Richard Nixon said he wanted his administration to be "the best chronicled in history." But when Alexander Butterfield disclosed the existence of a voice-activated taping system to a Senate committee in July 1973, Nixon's White House and its recordings quickly became the most infamous in American history. The tapes dominated the final two years of Nixon's presidency, and almost single-handedly forced his resignation.
But only 60 hours were actually made public in the 1970s. Many thousands of hours remained secret and in Nixon's hands, and he fought fiercely to keep them that way right up to his death. Finally, thanks to a lawsuit brought by historian Stanley I. Kutler with the advocacy group Public Citizen, a landmark 1996 settlement with the Nixon estate and the National Archives is bringing over 3,000 hours of tapes to light. The initial release in November 1996 of over 200 hours of material comprised all those conversations concerning abuse of power -- every Watergate-related tape, as well as those concerning many other campaign misdeeds and some Pentagon Papers discussions. Finally, the full story of Nixon's downfall can be told.
From Ehrlichman's saying, "Dean's been admonished not to contrive a story that's liable not to succeed" to Nixon's asking, "Is the line pretty well set now on, when asked about Watergate, as to what everybody says and does, to stonewall?" Abuse of Power reveals a much more extensive cover-up than ever realized. From Colson's announcing, "Well, we did a little dirty trick this morning" to Nixon's ordering a McGovern watch "around the clock" to the planting of a spy in Ted Kennedy's Secret Service detail, Abuse of Power redefines the meaning of campaign tactics. And from a worried discussion of Dwayne Andreas's "bag man" to Nixon's stating that the burglars "have to be paid. That's all there is to that," to a quiet conversation with Rose Mary Woods to see if there remained $100,000 in his safe for "a campaign thing that we're talking about," here is a money trail that anyone can follow.

--- Supplied entries ---
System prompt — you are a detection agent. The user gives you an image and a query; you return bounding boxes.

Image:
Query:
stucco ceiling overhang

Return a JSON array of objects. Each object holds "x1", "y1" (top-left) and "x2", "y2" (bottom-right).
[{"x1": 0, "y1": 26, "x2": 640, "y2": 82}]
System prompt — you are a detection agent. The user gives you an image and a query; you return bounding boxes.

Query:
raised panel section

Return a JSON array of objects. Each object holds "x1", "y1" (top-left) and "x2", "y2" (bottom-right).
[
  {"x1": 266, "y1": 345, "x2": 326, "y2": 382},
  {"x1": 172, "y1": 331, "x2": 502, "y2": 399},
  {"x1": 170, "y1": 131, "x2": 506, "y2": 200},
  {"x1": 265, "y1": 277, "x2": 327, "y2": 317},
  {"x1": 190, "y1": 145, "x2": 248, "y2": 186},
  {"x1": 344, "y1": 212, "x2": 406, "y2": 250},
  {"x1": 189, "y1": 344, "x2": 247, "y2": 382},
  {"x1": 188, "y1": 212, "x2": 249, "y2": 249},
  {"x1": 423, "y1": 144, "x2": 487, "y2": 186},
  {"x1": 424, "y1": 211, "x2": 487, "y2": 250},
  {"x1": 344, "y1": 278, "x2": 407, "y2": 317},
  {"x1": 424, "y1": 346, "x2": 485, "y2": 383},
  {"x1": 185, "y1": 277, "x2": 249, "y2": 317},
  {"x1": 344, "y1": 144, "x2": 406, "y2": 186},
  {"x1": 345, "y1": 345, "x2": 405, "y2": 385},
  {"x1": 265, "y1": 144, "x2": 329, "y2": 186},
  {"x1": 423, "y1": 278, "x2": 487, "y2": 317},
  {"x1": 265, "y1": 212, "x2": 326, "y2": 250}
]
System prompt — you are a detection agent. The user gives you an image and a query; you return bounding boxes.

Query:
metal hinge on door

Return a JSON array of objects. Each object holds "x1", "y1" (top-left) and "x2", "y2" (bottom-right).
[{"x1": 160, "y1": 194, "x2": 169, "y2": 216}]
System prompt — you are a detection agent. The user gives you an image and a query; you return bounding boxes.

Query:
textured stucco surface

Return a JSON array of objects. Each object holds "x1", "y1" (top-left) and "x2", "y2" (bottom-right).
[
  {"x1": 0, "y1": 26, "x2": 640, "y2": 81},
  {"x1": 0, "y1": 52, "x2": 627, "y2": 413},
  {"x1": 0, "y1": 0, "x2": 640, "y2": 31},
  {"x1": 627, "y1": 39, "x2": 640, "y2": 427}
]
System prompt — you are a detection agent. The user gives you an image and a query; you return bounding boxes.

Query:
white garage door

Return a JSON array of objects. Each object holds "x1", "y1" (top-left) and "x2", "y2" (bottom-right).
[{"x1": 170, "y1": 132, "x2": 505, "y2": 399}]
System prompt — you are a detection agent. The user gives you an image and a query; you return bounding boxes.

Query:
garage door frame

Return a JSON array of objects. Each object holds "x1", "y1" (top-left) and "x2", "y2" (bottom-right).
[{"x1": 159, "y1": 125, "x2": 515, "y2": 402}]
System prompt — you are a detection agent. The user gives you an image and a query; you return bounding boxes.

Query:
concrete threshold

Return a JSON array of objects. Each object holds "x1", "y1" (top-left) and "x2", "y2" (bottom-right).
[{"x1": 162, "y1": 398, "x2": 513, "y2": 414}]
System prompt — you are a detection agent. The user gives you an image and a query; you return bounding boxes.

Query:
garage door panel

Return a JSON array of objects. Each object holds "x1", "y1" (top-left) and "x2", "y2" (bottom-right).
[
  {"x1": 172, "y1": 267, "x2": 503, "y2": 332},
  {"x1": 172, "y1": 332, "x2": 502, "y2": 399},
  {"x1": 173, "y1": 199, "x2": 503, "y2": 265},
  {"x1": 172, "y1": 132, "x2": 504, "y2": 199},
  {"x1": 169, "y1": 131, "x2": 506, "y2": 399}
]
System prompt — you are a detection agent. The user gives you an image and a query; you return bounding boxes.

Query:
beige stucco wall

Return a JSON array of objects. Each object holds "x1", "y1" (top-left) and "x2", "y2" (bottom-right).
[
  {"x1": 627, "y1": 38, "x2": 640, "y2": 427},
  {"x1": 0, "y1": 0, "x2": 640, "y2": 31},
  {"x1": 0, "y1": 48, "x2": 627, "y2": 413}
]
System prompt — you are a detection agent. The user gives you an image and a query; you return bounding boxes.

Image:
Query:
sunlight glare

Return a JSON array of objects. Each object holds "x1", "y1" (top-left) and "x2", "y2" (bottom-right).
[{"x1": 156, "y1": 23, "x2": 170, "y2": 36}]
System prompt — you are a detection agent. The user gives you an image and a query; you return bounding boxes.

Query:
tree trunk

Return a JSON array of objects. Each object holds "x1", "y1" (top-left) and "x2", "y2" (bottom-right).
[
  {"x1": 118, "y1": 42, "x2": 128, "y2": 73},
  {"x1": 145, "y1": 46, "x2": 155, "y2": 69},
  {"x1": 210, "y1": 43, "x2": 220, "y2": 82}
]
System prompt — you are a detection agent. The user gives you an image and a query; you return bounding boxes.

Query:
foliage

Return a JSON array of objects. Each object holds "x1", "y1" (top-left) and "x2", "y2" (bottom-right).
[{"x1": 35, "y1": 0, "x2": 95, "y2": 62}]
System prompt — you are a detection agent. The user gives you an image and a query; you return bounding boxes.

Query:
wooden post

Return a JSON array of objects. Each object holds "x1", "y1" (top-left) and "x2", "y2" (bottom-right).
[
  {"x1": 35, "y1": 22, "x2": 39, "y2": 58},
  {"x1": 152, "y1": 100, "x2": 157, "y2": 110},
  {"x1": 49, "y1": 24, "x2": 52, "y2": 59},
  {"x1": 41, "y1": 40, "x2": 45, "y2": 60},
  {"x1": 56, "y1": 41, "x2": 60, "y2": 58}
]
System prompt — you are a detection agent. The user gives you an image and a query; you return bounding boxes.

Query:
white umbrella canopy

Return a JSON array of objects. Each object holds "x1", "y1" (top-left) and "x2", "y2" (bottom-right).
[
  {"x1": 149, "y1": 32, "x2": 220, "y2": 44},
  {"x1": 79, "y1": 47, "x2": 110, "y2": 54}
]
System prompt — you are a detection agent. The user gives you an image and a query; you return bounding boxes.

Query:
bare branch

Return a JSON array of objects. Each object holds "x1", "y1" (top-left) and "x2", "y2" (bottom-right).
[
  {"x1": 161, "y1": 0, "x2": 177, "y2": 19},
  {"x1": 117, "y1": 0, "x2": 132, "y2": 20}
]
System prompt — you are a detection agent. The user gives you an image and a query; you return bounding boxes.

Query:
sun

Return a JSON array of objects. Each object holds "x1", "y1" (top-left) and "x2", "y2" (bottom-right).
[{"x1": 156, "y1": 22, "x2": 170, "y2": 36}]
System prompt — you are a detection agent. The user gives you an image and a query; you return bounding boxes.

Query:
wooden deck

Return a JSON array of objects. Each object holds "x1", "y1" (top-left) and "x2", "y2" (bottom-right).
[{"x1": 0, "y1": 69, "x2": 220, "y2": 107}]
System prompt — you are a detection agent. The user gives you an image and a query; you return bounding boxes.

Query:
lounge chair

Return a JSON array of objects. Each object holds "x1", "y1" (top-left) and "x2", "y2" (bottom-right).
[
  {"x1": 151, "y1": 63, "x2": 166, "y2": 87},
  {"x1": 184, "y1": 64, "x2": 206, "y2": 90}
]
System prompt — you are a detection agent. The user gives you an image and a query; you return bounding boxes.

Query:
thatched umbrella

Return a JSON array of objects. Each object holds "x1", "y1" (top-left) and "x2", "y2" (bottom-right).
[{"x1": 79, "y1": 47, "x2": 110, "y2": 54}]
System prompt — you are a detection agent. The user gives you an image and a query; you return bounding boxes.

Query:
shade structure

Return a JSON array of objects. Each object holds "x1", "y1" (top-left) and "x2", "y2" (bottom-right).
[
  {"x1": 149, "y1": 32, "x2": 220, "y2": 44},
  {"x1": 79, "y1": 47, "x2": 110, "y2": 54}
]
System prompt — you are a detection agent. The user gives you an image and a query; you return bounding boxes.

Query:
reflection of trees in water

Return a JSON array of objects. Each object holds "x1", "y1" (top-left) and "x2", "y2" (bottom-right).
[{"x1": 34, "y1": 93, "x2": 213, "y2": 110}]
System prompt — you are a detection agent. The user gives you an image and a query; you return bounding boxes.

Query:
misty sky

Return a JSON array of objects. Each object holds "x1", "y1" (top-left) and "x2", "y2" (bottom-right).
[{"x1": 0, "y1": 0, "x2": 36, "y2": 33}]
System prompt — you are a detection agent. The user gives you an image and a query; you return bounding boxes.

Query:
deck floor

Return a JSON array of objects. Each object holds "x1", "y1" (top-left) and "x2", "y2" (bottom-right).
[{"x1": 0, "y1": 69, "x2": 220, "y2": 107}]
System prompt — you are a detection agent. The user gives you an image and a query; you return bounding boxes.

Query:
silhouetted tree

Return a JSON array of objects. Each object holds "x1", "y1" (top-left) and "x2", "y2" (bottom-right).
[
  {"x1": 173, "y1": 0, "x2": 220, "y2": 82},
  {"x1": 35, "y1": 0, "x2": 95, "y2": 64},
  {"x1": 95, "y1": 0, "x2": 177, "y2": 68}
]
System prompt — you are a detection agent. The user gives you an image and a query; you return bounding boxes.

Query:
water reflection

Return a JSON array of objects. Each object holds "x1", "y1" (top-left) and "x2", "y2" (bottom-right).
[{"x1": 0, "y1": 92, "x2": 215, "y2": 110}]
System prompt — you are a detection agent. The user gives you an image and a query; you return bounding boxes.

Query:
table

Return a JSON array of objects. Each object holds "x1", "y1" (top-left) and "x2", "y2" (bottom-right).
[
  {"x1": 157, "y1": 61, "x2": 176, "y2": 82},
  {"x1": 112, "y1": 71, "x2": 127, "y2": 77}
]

--- The problem ---
From the passage above on the Nixon tapes, quote word for word the part that opens with the words containing "Richard Nixon said" and closes with "forced his resignation.".

--- Solution for this exercise ---
Richard Nixon said he wanted his administration to be "the best chronicled in history." But when Alexander Butterfield disclosed the existence of a voice-activated taping system to a Senate committee in July 1973, Nixon's White House and its recordings quickly became the most infamous in American history. The tapes dominated the final two years of Nixon's presidency, and almost single-handedly forced his resignation.